At good workflow ensures that every stop the image file makes along its journey -- scanner, digital camera, editing software, monitor, printer -- is a known quantity, so the color management system can apply the correct transformation to the image at each step.

Often the very first step is a scanner, which can be quite tricky. Every model is different, there are variations among every device of the same model, and a scanner's characteristics change over time. The way around such problems is to make a scan of a tightly controlled target image for which you know the correct color values. You can then measure the scan against the known values and create a device profile that a color management system can reference for all scanning jobs.

Getting ready

The open source color management system LittleCMS has a GUI tool called Lprof to help us do just that. Lprof is GPL-licensed, uses Qt for its interface, and you can download it from lprof.sourceforge.net. The current release is tagged 0.11.4. The SourceForge.net releases are source code, and you can build the app yourself, but most Linux distributions now supply Lprof through their package management systems. If you can install it that way, do so to save a little time.

Scanner
IT8.7 target. Click to enlarge

To make an accurate profile, you will need a target image. The standard reference for scanner calibration (which Lprof expects) is called an IT8.7 (or occasionally, ISO 12641) target. It contains a matrix of more than 200 color and grayscale patches of graduated hue, saturation, and value, arranged in numbered rows and columns. Accompanying each is a text file listing the correct color values for each patch. You can find IT8.7 targets both for "reflective" scanners (meaning flatbeds) and on slide film for use with film scanners.

Film companies such as Kodak and Fuji make rather expensive target images. Your best bet is to purchase one from Wolf Faust, an open source fan whose coloraid.de site contains a lot of helpful links about color management. Faust makes IT 8.7 targets in a wide range of formats and sells them at reduced cost. Accompanying each target you buy from Faust is a CD with the appropriate text references files -- copy them someplace convenient, because you will need them when setting up your Lprof preferences.

Make a scan of your reference target using your normal scanner software (XSANE or Kooka, for example). For calibration purposes, be sure to turn off all automatic image tweaking and to save your scan in a lossless image format. Use as high a bit-depth as you can, set brightness and contrast controls to their defaults, and set the gamma control to something reasonable (the Lprof documentation recommends 2.2 to 2.4).

--------------------

#### WHAT TO DO:
a – According to the text on scanner calibration, what is the current release tag of Lprof?
b – Name every stop along the image file's journey that the text on scanner calibration lists.
c – Proceed with the text on scanner calibration, picking up right after its final sentence.

--------------------

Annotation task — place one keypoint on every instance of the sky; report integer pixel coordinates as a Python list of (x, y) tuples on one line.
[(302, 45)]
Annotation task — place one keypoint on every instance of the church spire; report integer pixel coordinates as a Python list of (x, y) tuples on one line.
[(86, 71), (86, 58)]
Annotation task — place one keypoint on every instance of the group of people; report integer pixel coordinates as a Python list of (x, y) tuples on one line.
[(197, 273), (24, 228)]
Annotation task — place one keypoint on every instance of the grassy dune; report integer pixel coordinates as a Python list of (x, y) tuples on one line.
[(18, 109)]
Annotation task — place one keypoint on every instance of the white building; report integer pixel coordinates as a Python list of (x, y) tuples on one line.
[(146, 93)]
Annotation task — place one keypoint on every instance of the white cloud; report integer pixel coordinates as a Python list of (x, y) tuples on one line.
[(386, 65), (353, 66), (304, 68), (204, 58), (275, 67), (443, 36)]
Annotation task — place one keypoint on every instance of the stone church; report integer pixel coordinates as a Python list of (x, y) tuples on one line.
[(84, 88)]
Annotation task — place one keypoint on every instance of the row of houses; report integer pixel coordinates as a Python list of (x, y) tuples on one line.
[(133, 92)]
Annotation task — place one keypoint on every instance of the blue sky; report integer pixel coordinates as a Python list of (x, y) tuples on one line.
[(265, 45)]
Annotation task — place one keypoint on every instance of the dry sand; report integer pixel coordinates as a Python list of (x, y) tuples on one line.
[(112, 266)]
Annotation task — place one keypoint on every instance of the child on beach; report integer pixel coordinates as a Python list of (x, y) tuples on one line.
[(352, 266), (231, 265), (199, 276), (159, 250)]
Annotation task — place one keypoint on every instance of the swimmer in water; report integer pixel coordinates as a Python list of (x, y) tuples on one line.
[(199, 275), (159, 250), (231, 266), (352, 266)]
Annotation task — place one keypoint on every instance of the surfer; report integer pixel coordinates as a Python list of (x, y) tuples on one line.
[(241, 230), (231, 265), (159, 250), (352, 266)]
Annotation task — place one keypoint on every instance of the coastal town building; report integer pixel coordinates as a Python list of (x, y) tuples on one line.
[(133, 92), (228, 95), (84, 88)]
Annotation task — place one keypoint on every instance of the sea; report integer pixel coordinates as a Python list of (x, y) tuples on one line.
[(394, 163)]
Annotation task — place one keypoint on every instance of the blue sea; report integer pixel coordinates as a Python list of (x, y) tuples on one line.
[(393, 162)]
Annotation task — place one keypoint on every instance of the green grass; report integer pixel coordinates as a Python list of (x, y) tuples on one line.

--------------------

#### RESPONSES PER TASK:
a – 0.11.4

b – Scanner, digital camera, editing software, monitor, printer

c –
A scanner correctly

With your scan complete, fire up Lprof. You will be working mostly in the Camera/Scanner Profiler tab, but before getting started, click on the Preferences tab to do some setup. First, click on the "..." button next to the "Monitor profile" drop-down box. A file selector dialog will pop up; locate the directory in which your existing ICC profiles are located and click OK. You can then select a profile for your monitor from the drop-down box. If you have a specific profile for your monitor, use it, otherwise use something generic, like AdobeRGB or sRGB.

Second, click on the button labeled Install Reference File. Click on the "..." button next to the IT8 Target drop-down and locate the directory containing the text reference files corresponding to your IT8.7 targets. In the drop-down box, pick the reference file for the target you scanned, and you are ready to begin.

Alignment
Target alignment. Click to enlarge

All that remains now is to load your scanned image and have Lprof measure it against the reference file. In the Camera/Scanner Profiler tab, click on "Load Image" and find your scan. Double-check that the IT8 Target selected in this tab is the same one you chose in the preferences file. With the mouse, mark the four corners of the target on your scanned image. Lprof will overlay a green rectangle onto each color patch in the image -- if it is a little off-center, you can adjust where you put the corners.

Click the "Create Profile" button, and Lprof will work its magic, sampling the color of every patch and computing the necessary correction based on the reference file. By default, Lprof samples each patch 16 times. You can change this setting by clicking on the "Profile Parameters" button.

For my money, I would use the maximum number of samples, 33. The time difference is negligible, and it is far more accurate. For the same reason, I also recommend checking the "Local convergence analysis" and "verbose" options in Profile Parameters. You get better results, at the cost of only a few extra seconds.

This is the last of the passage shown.